• Text shown:
■ ■ ■
Whether the virus will spread to humans remains unclear, the UN health agency said.
"We should all be quite vigilant," Elizabeth Mumford, a scientist with the WHO's Global Influenza Programme, told reporters in Geneva.
Responding to questions, she said she "absolutely" expected more bird flocks getting sick.
She underlined the importance of culling sick birds and monitoring fever in humans who have been in contact with sick birds to ensure any possible human infections are spotted.
Germany and the Netherlands have been confirmed to be dealing with the same subtype of a highly infectious strain of bird flu, called H5N8, which appears to be similar to a virus that has been infecting birds in China, Japan and South Korea since the beginning of the year, she said.
Britain has also been hit with "a highly pathogenic H5 outbreak also in poultry," Mumford said.
It was not yet confirmed, though, that it was the same H5N8 strain.
"It could be something else," she said.
Renowned virologist and bird flu expert Ron Fouchier however told AFP on Monday that British authorities had told European authorities that their virus was the same H5N8 strain as found in Germany earlier this month and now in the Netherlands.
An EU source told reporters that it is "most likely the same strain in all three places".
Some 150,000 hens at an egg farm near Utrecht in the Netherlands were set to be culled, while 6,000 ducks on a Yorkshire farm in Britain were also to be put down, authorities said.
WHO said the virus had most likely moved from Asia to Europe with migratory wild birds. Several hundred thousand birds, mainly ducks, have been culled over the last two months because of a South Korean outbreak.
Individual human cases likely
So far, no cases of human infection have been detected, either in Asia or in Europe, Mumford said.
She acknowledged though that "influenza viruses are very unpredictable, and it's very difficult to tell what a new virus will do".
"I must say that we really know very little about this virus, and until we get some experience with it, it's a bit wide open," she said.
■ ■ ■
• Dataset:
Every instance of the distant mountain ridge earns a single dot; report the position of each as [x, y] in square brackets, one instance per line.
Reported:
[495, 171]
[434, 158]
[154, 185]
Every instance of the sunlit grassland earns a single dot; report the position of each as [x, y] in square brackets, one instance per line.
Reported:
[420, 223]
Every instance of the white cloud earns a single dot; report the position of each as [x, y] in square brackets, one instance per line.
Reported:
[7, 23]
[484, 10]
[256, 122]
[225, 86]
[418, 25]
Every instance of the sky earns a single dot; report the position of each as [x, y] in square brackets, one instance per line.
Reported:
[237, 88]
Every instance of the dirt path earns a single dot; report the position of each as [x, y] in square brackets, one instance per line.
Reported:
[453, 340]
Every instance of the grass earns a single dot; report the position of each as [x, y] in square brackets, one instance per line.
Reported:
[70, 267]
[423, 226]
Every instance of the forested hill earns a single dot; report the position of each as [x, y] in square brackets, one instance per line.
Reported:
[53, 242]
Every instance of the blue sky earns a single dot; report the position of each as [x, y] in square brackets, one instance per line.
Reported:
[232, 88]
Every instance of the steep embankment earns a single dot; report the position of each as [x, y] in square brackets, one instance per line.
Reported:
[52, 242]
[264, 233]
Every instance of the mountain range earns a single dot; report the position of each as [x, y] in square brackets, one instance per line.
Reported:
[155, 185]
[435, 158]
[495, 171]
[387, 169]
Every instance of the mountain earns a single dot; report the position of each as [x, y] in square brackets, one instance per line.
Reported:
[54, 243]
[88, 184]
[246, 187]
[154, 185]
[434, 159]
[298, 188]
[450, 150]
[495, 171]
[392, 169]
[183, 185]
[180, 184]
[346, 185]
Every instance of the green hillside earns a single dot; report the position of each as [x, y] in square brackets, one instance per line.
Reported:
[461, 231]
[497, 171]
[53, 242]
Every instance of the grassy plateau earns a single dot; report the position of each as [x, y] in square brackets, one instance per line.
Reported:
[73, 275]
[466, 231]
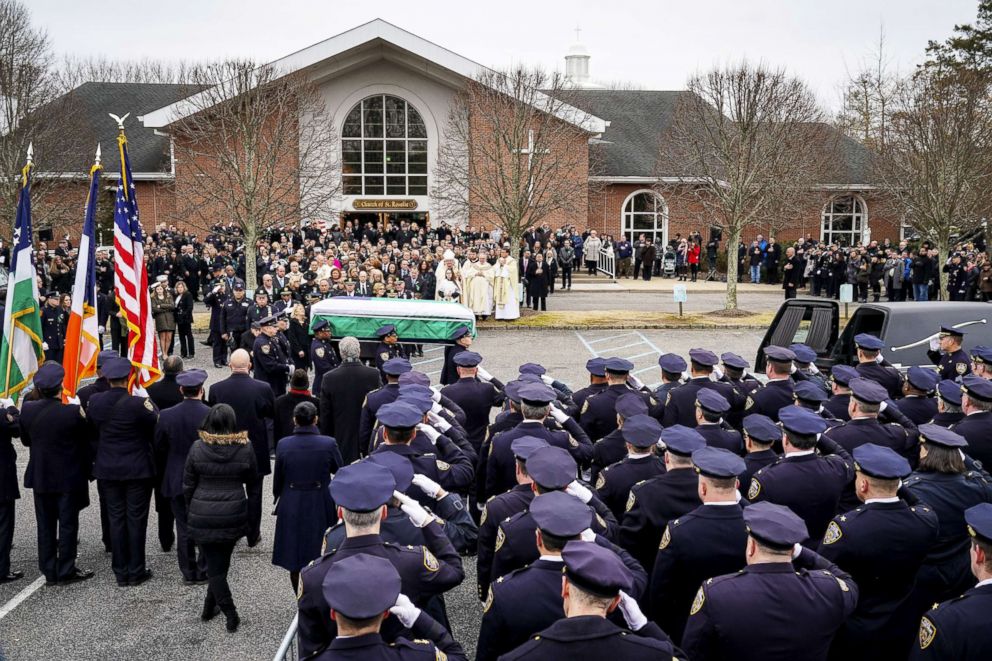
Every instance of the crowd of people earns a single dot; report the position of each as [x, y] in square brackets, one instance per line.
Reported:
[843, 515]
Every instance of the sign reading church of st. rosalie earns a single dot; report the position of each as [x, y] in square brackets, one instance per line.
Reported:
[388, 205]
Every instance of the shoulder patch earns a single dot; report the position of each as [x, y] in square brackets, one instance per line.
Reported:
[927, 632]
[833, 533]
[697, 603]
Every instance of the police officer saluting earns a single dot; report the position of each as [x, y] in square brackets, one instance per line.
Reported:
[58, 468]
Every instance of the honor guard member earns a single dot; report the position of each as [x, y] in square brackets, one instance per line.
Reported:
[806, 369]
[653, 503]
[388, 347]
[731, 615]
[476, 397]
[271, 362]
[260, 309]
[551, 469]
[703, 543]
[597, 384]
[680, 406]
[711, 406]
[500, 508]
[393, 368]
[944, 481]
[58, 468]
[640, 435]
[810, 484]
[361, 492]
[948, 404]
[322, 354]
[234, 316]
[612, 448]
[840, 400]
[596, 583]
[946, 353]
[178, 428]
[777, 393]
[872, 366]
[760, 434]
[976, 427]
[125, 466]
[959, 628]
[882, 543]
[360, 591]
[496, 469]
[462, 338]
[918, 402]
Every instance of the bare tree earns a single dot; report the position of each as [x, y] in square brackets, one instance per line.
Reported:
[746, 144]
[514, 153]
[254, 147]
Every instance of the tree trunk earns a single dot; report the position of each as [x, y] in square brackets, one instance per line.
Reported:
[733, 240]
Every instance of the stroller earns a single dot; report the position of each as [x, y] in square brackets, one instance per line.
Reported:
[668, 264]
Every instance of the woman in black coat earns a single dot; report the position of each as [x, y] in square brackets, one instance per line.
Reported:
[220, 465]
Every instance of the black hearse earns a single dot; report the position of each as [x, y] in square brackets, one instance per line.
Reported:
[906, 329]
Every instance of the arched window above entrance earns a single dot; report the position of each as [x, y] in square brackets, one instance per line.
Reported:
[384, 148]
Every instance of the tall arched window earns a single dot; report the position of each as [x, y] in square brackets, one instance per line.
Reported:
[384, 148]
[645, 212]
[844, 220]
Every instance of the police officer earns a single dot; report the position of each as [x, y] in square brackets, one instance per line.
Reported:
[322, 354]
[810, 484]
[125, 466]
[882, 543]
[703, 543]
[58, 468]
[946, 353]
[731, 613]
[178, 428]
[711, 406]
[362, 588]
[270, 360]
[361, 492]
[918, 402]
[872, 366]
[640, 435]
[777, 392]
[234, 316]
[680, 406]
[958, 629]
[976, 427]
[595, 583]
[653, 503]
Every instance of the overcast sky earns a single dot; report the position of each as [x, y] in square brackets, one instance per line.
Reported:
[653, 44]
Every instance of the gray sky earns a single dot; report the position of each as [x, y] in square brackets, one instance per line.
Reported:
[651, 44]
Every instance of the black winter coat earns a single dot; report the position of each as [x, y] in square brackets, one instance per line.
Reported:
[218, 469]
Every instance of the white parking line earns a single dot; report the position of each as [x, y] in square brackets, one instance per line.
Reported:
[21, 596]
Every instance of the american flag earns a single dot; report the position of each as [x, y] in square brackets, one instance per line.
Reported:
[131, 279]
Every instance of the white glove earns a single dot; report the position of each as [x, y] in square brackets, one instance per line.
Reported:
[579, 491]
[427, 485]
[418, 515]
[632, 614]
[429, 432]
[405, 611]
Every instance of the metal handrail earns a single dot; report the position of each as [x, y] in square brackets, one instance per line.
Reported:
[287, 648]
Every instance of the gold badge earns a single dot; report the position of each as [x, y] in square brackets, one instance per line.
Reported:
[754, 489]
[697, 603]
[666, 539]
[430, 562]
[927, 632]
[833, 533]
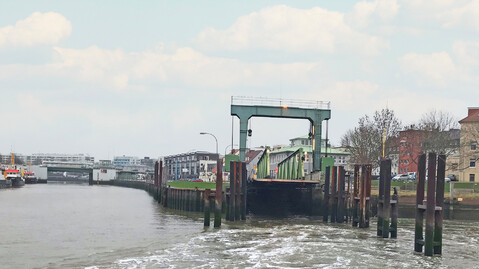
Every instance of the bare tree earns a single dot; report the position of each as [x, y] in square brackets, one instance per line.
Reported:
[365, 142]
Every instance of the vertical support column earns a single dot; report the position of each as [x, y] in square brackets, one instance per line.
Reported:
[326, 194]
[157, 164]
[386, 196]
[394, 214]
[431, 204]
[356, 198]
[160, 181]
[244, 190]
[243, 137]
[232, 197]
[381, 198]
[239, 174]
[341, 178]
[317, 144]
[219, 193]
[439, 214]
[207, 208]
[334, 195]
[421, 178]
[362, 198]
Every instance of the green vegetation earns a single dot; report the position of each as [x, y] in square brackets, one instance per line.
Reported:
[192, 185]
[409, 185]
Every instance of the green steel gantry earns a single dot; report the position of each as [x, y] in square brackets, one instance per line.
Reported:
[245, 108]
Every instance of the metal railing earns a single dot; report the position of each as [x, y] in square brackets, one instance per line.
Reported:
[263, 165]
[278, 102]
[293, 166]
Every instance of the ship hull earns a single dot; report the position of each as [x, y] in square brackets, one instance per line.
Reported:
[17, 182]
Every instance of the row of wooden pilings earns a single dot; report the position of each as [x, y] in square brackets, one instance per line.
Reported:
[232, 202]
[352, 203]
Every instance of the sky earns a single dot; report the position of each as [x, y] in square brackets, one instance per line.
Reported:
[144, 78]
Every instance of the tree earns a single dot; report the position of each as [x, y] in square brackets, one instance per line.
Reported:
[441, 133]
[365, 142]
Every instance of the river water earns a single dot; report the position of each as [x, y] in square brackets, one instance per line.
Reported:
[81, 226]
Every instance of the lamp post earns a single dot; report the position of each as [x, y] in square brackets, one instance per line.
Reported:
■ ■ ■
• Questions to answer:
1 - According to the bird flu report, how many hens at the egg farm near Utrecht were set to be culled?
2 - Continue the bird flu report from where it stops.

• Responses in order:
1 - Some 150,000 hens were set to be culled.

2 -
Since H5N8 seems to be spreading quickly among poultry, she told AFP she "we will probably see some human cases".
But while some people may be infected by sick birds, she said so far it appeared unlikely that the virus would begin spreading between humans.
The H5 component of the virus appeared similar to that found in the H5N1 strain of bird flu that has killed more than 400 people, mainly in Southeast Asia, since first appearing in 2003, Mumford said.
But the N-component was from a completely different virus with no human component, indicating it really prefers to attach to birds, she said.
The fact that no human cases have surfaced in Asia, where the virus has been circulating for some time, with authorities closely monitoring the situation, "is encouraging", Mumford said.
Another positive fact, she said, was that in lab tests the virus responded to anti-virus drug Tamiflu, meaning if it did jump to humans, the medical community should have a tool to fight it.
In the meantime, WHO is urging people in Europe to avoid touching sick or dead wild birds.
People involved in culling the sick poultry should monitor themselves for fever for two weeks after coming into contact with the birds, Mumford said.
For consumers, she said that "poultry meat safely prepared and well-cooked is completely safe."